Fetal alcohol syndrome (FAS) is a set of problems that may affect a child if alcohol was used during pregnancy. Alcohol passes from the placenta to the baby's blood. Even a small amount of alcohol can affect the development of the baby's brain and spinal cord.

FAS may range from mild to severe. A newborn with FAS may have low birth weight and may grow more slowly than other babies. FAS may affect the appearance of the baby's head, face, and eyes. The baby may have problems with sucking. This keeps the baby from getting enough nutrition.

FAS may cause physical or mental challenges that can last for life. Some FAS effects, like learning or behavioural problems, might not appear until the child is older. Treatment can help a child with FAS live a healthy life.

How is it treated?

Your baby's doctors and nurses will help you learn how to care for and bond with your baby. They'll also help you feel comfortable with the care that your baby is given. For example:

  • Your baby may need special care, such as being in the neonatal intensive care unit (NICU). This may be scary for you. But the hospital staff understands this. They will explain what happens and will answer your questions.

____________________

Exercises:
a) Decide whether each statement agrees with the fetal alcohol syndrome passage, answering yes or no and quoting the words of the passage that decide it. (i) Alcohol passes from the placenta into the baby's blood. (ii) Every effect of FAS can be seen at birth. (iii) Trouble with sucking can keep a baby with FAS from getting enough nutrition.
b) Carry the fetal alcohol syndrome passage forward, writing the next part after its last sentence.

Records shown:
____________________

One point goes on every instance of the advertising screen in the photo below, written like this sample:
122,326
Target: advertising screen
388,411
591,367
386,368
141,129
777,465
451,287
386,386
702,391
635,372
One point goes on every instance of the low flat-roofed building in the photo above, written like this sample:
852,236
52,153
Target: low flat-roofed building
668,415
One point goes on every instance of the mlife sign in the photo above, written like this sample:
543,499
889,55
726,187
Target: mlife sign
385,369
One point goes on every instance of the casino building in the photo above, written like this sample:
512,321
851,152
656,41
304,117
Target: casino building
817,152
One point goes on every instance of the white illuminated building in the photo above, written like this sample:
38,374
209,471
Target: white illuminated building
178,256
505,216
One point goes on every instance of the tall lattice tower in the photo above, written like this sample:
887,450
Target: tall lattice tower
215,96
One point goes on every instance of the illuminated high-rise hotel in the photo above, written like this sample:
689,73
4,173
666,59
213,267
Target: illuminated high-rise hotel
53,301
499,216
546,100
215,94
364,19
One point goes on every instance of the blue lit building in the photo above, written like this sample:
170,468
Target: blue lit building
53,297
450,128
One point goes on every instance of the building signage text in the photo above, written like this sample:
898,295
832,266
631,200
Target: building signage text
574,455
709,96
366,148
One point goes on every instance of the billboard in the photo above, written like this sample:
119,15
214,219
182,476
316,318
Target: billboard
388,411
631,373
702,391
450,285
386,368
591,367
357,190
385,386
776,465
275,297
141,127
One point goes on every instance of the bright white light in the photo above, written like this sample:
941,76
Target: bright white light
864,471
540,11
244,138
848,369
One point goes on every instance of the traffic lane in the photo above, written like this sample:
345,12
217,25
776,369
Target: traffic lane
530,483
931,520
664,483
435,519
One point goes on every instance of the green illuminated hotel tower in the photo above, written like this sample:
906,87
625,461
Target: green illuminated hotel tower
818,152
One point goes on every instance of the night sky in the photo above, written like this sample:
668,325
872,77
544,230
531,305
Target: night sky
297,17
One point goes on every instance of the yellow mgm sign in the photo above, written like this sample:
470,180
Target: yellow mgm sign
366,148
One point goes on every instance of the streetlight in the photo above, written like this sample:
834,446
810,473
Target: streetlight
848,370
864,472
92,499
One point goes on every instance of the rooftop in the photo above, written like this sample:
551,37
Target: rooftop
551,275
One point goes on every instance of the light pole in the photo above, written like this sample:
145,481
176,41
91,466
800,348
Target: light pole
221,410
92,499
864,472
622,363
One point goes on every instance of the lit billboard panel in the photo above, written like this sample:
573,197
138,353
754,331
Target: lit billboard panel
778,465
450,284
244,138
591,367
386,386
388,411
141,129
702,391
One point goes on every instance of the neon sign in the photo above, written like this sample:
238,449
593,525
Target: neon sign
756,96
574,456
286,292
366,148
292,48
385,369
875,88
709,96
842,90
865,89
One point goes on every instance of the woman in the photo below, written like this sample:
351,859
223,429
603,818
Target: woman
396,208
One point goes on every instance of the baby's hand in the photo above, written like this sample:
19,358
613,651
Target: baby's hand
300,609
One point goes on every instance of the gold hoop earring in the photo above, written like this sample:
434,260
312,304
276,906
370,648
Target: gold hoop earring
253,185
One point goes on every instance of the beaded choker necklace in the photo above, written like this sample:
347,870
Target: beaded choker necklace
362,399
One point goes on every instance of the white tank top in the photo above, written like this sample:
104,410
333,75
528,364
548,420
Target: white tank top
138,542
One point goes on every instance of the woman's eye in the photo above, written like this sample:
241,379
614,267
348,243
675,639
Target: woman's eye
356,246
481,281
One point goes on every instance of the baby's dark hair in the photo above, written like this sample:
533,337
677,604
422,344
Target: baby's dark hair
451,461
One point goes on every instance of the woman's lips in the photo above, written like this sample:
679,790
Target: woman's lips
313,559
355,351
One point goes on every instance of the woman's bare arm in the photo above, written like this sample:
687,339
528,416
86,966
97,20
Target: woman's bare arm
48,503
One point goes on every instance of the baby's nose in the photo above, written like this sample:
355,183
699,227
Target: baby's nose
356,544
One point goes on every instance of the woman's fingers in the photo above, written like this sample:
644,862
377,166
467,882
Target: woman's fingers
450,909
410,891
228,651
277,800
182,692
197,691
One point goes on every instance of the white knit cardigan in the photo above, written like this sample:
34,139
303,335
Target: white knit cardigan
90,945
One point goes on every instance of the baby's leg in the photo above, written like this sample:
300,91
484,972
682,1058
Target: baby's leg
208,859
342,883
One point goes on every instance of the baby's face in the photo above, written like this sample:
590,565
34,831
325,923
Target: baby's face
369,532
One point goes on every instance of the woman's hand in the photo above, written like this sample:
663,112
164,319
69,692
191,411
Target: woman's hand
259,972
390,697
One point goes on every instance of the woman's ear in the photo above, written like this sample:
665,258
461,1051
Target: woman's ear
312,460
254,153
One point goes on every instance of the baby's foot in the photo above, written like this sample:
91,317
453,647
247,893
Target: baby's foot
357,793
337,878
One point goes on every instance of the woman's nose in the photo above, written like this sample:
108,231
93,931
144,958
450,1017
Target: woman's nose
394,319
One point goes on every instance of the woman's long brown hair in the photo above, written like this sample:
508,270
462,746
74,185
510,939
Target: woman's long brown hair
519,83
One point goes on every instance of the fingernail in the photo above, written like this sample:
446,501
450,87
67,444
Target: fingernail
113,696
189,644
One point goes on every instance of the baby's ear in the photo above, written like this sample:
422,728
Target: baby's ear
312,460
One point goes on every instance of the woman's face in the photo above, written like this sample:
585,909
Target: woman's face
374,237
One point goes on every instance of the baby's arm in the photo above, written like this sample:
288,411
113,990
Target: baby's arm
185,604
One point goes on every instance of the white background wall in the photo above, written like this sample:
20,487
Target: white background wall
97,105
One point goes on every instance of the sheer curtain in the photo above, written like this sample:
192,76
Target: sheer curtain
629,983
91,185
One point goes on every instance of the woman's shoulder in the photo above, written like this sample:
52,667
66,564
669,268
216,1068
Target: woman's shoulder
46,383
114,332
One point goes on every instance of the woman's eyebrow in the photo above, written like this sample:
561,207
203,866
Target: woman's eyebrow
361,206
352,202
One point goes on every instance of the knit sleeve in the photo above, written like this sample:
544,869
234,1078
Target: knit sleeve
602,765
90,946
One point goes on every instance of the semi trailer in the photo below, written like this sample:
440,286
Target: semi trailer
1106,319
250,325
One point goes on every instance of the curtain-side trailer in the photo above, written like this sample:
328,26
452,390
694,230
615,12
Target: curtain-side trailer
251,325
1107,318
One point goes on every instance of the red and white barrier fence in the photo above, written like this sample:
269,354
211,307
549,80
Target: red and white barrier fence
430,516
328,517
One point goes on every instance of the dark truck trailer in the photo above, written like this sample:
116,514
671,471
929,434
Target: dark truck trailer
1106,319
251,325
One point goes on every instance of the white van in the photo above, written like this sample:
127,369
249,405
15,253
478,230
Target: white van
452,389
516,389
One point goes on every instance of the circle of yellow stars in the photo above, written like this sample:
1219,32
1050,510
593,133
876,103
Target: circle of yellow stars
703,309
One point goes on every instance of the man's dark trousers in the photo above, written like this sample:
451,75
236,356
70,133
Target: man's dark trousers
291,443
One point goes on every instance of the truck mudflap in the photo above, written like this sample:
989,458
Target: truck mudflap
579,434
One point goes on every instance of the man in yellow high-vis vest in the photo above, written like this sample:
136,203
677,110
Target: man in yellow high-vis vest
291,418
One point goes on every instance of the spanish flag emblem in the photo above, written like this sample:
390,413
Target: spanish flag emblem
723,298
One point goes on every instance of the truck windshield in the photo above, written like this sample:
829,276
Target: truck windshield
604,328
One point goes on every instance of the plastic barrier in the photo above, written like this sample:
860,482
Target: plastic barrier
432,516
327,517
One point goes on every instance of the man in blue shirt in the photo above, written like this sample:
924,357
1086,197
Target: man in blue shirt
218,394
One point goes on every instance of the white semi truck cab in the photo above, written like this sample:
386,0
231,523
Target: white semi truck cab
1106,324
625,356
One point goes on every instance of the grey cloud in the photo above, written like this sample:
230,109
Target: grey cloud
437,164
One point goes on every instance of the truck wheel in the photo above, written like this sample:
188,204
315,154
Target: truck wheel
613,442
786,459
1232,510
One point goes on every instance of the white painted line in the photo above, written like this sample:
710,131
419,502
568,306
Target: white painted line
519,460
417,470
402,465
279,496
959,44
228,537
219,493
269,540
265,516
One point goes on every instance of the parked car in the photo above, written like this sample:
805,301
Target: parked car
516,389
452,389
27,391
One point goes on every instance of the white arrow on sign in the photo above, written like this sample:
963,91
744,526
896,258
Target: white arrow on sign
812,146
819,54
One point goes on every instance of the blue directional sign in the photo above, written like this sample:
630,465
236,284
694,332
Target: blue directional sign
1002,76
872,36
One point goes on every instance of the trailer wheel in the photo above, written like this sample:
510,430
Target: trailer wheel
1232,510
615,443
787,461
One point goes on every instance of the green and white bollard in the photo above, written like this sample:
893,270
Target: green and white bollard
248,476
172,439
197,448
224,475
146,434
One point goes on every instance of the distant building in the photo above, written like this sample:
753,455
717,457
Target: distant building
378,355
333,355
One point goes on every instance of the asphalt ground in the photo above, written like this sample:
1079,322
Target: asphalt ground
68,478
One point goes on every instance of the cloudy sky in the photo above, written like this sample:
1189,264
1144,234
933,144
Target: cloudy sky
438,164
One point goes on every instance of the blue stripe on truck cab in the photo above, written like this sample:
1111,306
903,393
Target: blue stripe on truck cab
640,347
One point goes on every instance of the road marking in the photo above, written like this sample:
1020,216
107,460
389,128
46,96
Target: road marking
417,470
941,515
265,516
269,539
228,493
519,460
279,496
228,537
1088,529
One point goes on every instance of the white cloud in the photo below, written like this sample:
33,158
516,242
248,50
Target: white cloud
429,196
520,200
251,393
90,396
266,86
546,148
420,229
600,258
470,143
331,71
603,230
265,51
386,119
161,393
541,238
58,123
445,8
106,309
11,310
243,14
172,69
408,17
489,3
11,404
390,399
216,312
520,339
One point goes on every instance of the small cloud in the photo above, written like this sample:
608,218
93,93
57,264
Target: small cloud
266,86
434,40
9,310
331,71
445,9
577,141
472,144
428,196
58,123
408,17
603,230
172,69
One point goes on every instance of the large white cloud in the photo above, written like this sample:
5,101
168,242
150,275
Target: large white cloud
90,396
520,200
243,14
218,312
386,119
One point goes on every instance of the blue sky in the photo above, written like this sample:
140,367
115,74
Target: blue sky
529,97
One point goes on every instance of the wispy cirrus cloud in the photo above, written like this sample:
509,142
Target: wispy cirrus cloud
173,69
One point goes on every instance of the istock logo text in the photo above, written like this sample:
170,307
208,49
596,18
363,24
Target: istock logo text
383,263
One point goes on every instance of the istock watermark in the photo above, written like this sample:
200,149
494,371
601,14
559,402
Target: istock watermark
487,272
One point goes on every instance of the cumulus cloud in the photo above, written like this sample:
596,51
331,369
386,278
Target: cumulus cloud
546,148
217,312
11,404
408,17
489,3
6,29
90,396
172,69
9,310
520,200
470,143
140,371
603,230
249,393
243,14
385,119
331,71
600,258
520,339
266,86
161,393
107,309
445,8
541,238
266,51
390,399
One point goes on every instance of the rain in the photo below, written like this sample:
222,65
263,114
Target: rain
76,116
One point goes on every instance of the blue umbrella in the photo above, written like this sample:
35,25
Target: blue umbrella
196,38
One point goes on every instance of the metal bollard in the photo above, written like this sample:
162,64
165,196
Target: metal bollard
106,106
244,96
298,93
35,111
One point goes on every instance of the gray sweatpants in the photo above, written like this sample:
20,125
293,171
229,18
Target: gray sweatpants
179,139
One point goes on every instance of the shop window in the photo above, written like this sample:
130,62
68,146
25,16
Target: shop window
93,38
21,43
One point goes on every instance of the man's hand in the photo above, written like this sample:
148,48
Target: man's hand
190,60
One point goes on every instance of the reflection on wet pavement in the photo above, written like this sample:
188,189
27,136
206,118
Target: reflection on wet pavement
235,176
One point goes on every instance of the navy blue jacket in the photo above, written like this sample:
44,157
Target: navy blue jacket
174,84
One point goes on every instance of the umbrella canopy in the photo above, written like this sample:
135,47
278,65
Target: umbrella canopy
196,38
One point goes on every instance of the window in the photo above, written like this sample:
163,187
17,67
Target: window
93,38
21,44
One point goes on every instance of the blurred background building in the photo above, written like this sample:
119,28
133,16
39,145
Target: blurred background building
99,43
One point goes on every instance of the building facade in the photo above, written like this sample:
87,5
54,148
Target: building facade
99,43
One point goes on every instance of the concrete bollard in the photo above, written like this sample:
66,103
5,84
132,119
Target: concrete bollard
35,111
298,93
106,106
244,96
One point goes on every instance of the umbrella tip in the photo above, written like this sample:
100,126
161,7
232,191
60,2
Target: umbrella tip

____________________

Task answers:
a)
(i) Yes: "Alcohol passes from the placenta to the baby's blood."
(ii) No: "Some FAS effects, like learning or behavioural problems, might not appear until the child is older."
(iii) Yes: "The baby may have problems with sucking. This keeps the baby from getting enough nutrition."

b)
  • Your baby may get treatment for the problems that result from having a low birth weight. This may include watching vital signs like breathing, heart rate, and blood pressure.
  • The hospital staff will also make sure that your baby is getting enough nutrition and gaining weight.

What can you expect?

  • You may be concerned that your baby is getting lots of tests. All of these tests help your doctor keep track of your baby's condition and give the best treatment possible.
  • Caring for a baby with FAS at home can take extra patience. Your baby may be very sensitive to touch, sounds, and light. Watch for things that can bother your child. If your baby is irritable, try soothing them in a darkened room. If your baby has problems feeding, give smaller amounts of food more often.
  • Your doctor will give you instructions for caring for your baby. Be sure to follow all of your doctor's instructions closely.

Follow-up care is a key part of your child's treatment and safety. Be sure to make and go to all appointments, and call your doctor or nurse advice line (811 in most provinces and territories) if your child is having problems. It's also a good idea to know your child's test results and keep a list of the medicines your child takes.